• [STATED EXERCISE 1]: Gather every line of the records that contains the string "person".

And they brought pillows.
But the night ended.
Pillows stayed at the Manhattan Club.
And the mob was there.
The Antifa were arrested.
The Antifa were sent away.
They circled the block, ambushed Proud Boys.
Proud Boys happily beat them up.
And they just got found guilty a year later now, almost for too happily beating them up, for defending themselves with too much enthusiasm.
And they're facing nine years in prison.
The three Antifa, it was three of 10, by the way, the three Antifa who were arrested for beating mercilessly a journalist and taking his equipment got away scot-free.
Probation, no criminal record, no media attention, nothing.
The guys who defended themselves, nine years in prison.
And anyway, since that day, there was this huge onslaught that de Blasio, the attorney general, the governor, Cuomo, they all said, hate is not welcome here.
The narrative became, I started a hate group that roams the streets and just beats up Muslims and gays and trannies.
They postered my kids' school.
They vandalized my car.
They left notes in my door.
They've planned a vigil in front of my house that I managed to sabotage.
I mean, I was banned from bars.
I could tell you a million stories about the past year.
And I noticed the common thread was, oh, I was banned from PayPal, Instagram.
My face, my actual face is banned from Instagram.
Post a picture of a picture of myself that I use a lot with a fake mug shot.
Post that picture on Instagram, it'll be taken down.
Or if you say on Facebook, I don't know, Proud Boys, they don't seem that racist to me.
Aren't there a lot of black guys in the club?
That will get taken down.
So what was the rationale or excuse or rule that was cited by these social media companies for deplatforming you?
Literally nothing.
It's the Twitter thing said, your account has been permanently suspended because, colon, and a blank space.
And I looked at my past 20 tweets.
I think I made a YouTube video about my past 20 tweets.
Call Out Nazis? 00:08:18
Totally benign.
Like fart jokes and stuff.
But sorry, to finish my previous point, I looked for a common thread and they all had this cited by the SPLC as a hate group.
The SPLC seemed to be the common bond, and that was like the Canadian Human Rights Commission.
So we raise a quarter of a million dollars, 7,000 people.
I think the 7,000 people is much more consequential than the quarter of a million.
So this is a crowdfund.
Crowdfund.
And it shows that 7,000 people have had enough of this hate group that randomly chooses their opponents and says, you're a hate group.
Hey, Family Research Council, you're a hate group.
Which essentially means, hey, psychos, go shoot up that place.
And they did.
Did you know that guy who shot up the Family Research Council, who, by the way, was tackled by a black security guard who was shot?
You know, he had a backpack full of Chick-fil-A sandwiches.
He had 15 Chick-fil-A sandwiches he was going to smear in the face of the dead bodies that he killed.
That is a psycho.
And he wants to sue the SPLC.
Because he's like, I'm mentally ill.
I'm a nut.
And you convinced me that these guys were a hate group.
It's true.
I mean, you know, there's that thought experiment that it's an ethics question.
Would you kill baby Hitler if he could go back in time?
What if the time machine breaks?
You're like, trust me, he was going to become a mass murderer.
No, but whatever, dude.
I mean, a lot of people say yes, a lot of people say no.

• [INFORMATION PROVIDED]:
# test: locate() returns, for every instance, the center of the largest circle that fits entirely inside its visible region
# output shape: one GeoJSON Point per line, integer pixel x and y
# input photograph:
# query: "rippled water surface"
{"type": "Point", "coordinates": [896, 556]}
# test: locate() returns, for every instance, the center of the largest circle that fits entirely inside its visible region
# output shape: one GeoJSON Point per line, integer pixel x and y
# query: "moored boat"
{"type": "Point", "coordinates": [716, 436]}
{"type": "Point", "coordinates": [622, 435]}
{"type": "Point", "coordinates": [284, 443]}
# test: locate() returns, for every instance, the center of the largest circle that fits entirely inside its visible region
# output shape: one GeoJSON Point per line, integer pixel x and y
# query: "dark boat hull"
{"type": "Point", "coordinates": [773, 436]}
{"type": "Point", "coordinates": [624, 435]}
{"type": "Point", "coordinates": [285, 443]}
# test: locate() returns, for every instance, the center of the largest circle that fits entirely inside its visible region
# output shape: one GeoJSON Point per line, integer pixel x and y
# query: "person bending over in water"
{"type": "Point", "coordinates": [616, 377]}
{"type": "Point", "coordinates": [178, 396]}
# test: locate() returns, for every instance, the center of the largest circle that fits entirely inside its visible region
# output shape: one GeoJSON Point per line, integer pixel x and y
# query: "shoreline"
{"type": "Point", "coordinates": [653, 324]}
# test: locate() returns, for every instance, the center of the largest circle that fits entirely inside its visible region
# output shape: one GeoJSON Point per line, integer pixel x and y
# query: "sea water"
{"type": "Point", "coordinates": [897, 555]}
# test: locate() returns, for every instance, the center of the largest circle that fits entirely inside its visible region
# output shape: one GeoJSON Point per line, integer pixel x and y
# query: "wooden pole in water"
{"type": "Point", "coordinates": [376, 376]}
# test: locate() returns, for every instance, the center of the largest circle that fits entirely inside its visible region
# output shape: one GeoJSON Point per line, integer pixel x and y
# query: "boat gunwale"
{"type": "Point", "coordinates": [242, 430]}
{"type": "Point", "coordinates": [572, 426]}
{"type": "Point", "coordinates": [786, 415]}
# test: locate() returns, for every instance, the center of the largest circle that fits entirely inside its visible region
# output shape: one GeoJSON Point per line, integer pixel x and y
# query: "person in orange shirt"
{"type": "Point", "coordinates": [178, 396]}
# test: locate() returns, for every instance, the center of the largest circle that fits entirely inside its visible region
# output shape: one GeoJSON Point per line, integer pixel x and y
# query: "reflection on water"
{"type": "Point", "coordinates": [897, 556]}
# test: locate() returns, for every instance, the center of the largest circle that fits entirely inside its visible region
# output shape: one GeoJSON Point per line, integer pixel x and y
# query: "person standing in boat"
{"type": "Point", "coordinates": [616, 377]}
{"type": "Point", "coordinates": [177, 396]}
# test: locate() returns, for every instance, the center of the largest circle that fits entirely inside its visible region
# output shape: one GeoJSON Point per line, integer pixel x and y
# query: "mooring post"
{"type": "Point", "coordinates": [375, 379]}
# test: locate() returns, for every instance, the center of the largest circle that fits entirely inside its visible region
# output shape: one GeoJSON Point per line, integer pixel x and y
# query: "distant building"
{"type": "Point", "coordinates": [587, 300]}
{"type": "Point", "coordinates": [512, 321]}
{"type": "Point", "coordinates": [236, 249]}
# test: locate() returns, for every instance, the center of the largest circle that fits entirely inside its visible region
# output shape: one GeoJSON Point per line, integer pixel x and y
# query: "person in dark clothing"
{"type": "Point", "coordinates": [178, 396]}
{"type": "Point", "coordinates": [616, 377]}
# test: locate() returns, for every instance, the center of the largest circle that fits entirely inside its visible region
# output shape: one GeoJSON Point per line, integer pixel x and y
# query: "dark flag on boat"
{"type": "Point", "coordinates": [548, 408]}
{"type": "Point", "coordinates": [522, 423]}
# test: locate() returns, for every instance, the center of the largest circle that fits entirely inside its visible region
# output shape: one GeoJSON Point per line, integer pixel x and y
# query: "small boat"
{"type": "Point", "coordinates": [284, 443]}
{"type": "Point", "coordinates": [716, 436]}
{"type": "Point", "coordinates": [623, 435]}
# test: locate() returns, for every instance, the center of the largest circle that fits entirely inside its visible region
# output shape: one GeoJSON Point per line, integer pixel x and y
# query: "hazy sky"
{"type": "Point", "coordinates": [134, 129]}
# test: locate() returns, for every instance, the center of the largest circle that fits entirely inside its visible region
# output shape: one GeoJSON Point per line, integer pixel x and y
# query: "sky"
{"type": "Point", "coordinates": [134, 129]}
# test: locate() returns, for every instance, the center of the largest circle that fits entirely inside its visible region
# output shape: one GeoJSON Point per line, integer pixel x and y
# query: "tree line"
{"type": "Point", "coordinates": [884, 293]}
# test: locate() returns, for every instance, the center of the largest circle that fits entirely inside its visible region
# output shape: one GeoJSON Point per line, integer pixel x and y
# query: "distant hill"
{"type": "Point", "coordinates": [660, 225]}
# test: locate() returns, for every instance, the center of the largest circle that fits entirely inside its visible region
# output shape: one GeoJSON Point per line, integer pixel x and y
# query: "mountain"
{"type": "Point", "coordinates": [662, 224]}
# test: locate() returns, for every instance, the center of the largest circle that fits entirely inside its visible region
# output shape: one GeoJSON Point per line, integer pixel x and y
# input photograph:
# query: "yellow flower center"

• [STATED EXERCISE 2]:
Answer these from the transcript:
(a) How many years in prison are the men who defended themselves facing?
(b) How many people does the speaker say contributed to the crowdfund?
(c) How many Chick-fil-A sandwiches did the man who shot up the Family Research Council have?

• [EXPECTED OUTPUT 1]:
# query: "person bending over in water"
# query: "person in orange shirt"
# query: "person standing in boat"
# query: "person in dark clothing"

• [EXPECTED OUTPUT 2]:
(a) Nine years.
(b) 7,000 people.
(c) 15.